## DESCRIPTION OF THE TASK
Reproduce the following lines verbatim, without changing a single character.

Excerpts of location labeling data:
+===+

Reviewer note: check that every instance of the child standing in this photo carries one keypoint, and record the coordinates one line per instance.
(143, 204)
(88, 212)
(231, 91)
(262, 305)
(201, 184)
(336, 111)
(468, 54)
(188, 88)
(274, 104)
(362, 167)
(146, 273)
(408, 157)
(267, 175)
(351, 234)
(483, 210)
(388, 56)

+===+

## ANSWER TO THE EXERCISE
Reviewer note: check that every instance of the child standing in this photo carries one keypoint, and record the coordinates one line per instance.
(143, 204)
(88, 212)
(231, 91)
(262, 305)
(201, 184)
(336, 111)
(468, 54)
(188, 88)
(274, 104)
(362, 167)
(146, 273)
(408, 157)
(267, 175)
(351, 234)
(483, 210)
(388, 56)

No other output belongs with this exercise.